• **Objective**
Copy out everything from the row containing "arm in this photo, one per instance." down to the last row, swapping "landslide soil" for "collapsed soil" and changing nothing else.

• **Record extracts**
···

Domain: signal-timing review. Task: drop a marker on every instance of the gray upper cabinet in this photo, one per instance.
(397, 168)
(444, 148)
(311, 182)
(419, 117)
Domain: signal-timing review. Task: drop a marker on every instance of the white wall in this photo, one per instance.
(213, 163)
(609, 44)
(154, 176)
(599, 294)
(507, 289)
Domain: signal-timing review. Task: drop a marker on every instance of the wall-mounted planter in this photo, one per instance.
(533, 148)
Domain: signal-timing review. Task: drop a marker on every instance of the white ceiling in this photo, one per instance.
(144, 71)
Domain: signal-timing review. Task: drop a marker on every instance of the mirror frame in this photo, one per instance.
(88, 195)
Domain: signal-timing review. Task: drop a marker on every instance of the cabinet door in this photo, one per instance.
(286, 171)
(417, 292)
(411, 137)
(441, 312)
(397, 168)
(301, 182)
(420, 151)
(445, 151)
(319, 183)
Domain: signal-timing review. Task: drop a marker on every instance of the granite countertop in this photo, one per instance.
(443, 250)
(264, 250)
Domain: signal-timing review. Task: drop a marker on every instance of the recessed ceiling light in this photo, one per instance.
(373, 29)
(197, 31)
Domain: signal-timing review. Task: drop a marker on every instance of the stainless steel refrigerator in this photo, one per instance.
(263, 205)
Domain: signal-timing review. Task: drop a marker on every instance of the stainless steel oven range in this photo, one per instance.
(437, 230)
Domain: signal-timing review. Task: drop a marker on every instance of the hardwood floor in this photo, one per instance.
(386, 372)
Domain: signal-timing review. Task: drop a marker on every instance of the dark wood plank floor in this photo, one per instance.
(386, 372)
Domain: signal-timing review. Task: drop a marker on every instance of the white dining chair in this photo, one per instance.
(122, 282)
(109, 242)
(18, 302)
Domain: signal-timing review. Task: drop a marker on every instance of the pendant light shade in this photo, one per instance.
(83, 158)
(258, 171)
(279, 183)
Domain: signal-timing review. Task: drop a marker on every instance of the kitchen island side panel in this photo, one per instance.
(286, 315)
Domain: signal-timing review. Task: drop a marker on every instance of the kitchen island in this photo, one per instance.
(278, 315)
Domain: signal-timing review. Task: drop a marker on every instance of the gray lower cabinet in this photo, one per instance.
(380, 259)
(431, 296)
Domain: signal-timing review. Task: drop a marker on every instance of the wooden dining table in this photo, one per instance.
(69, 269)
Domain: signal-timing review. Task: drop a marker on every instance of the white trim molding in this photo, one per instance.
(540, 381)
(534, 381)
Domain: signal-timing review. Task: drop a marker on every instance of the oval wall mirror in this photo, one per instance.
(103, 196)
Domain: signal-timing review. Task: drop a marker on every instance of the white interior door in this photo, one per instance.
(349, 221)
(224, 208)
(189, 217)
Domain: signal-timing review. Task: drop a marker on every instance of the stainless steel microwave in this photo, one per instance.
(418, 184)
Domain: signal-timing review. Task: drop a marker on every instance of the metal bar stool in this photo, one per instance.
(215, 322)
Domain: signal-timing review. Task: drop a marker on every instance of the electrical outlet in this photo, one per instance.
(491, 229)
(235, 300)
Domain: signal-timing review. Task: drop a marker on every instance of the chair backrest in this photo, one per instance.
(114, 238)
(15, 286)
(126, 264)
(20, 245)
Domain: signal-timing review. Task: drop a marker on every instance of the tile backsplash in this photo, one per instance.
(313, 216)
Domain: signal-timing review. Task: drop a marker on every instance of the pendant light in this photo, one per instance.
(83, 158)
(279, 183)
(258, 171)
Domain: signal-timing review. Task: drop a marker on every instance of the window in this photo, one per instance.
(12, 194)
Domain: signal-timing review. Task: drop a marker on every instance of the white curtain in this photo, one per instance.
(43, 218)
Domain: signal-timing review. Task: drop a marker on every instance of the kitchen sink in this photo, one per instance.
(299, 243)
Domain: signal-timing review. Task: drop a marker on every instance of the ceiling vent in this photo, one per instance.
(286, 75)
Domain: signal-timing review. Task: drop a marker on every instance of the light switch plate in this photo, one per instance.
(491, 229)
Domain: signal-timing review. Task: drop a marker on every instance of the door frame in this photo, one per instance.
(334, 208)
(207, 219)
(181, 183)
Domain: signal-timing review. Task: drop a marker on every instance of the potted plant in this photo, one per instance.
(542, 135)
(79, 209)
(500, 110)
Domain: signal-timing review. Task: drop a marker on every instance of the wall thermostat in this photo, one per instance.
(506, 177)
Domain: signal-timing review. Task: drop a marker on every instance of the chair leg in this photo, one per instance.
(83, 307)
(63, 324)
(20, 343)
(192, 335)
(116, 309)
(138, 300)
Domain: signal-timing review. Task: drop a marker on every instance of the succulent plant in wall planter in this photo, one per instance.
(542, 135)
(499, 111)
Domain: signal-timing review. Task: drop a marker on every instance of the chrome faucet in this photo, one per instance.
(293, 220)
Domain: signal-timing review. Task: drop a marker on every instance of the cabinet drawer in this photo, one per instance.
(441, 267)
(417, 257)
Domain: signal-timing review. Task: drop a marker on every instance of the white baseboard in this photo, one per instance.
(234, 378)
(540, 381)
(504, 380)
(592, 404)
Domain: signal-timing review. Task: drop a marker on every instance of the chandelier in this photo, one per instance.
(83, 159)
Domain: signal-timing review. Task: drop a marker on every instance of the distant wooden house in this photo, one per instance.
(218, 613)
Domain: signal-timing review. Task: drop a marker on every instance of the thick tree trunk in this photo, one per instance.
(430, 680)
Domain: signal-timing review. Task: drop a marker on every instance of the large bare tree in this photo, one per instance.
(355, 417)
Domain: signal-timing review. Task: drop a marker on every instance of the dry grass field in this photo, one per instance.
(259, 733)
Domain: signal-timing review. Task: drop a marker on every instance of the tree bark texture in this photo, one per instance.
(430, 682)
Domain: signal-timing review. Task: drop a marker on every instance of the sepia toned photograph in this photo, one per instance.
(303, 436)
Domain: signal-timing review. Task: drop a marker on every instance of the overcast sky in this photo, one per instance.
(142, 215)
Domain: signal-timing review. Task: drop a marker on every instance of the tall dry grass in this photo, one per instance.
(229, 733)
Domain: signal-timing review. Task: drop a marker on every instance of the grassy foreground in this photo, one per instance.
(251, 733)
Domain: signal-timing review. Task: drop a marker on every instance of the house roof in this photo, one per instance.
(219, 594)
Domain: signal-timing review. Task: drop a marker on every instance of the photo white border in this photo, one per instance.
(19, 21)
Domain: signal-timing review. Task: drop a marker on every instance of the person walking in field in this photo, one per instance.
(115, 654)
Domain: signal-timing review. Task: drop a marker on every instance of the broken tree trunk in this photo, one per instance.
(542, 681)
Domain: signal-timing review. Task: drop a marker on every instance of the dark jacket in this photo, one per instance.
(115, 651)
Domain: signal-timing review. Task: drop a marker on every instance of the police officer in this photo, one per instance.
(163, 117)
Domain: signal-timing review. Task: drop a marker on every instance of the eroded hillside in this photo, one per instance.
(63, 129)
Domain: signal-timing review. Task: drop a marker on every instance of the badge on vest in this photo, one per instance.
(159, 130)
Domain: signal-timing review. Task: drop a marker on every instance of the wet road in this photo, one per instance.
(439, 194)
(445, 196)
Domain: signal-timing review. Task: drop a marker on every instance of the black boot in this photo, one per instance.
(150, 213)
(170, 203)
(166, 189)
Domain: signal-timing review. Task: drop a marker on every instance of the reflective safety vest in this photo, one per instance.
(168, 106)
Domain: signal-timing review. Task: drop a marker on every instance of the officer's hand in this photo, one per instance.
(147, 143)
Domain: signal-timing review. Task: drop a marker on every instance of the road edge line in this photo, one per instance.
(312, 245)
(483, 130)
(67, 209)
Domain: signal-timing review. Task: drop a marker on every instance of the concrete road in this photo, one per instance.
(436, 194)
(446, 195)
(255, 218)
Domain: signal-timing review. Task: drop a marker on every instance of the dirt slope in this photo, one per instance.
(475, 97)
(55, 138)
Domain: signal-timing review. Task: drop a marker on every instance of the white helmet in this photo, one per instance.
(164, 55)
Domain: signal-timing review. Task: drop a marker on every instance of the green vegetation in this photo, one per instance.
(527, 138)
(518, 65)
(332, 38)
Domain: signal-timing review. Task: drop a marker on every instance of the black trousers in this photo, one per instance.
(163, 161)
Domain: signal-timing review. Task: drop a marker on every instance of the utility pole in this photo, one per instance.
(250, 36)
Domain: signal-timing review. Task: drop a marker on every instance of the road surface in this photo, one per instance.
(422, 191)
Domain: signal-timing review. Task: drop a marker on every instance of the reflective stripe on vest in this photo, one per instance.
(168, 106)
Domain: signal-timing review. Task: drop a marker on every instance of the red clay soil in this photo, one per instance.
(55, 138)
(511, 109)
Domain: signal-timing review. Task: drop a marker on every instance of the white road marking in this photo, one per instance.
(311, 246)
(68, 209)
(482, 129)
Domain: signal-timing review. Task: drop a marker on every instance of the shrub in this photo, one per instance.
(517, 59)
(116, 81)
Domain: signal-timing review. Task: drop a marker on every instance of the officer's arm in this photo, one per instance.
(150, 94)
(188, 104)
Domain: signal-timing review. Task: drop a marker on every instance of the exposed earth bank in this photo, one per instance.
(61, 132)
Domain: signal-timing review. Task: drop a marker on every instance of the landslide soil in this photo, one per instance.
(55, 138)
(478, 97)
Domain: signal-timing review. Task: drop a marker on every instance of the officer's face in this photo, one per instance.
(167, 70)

···

• **Task output**
Domain: signal-timing review. Task: drop a marker on every instance of the officer's arm in this photo, one per instance.
(150, 94)
(188, 104)
Domain: signal-timing review. Task: drop a marker on every instance of the exposed earth bank in this photo, one per instance.
(61, 132)
Domain: signal-timing review. Task: drop a marker on every instance of the collapsed soil in this photo, one per instance.
(55, 138)
(478, 97)
Domain: signal-timing review. Task: drop a marker on every instance of the officer's face in this photo, one per instance.
(167, 70)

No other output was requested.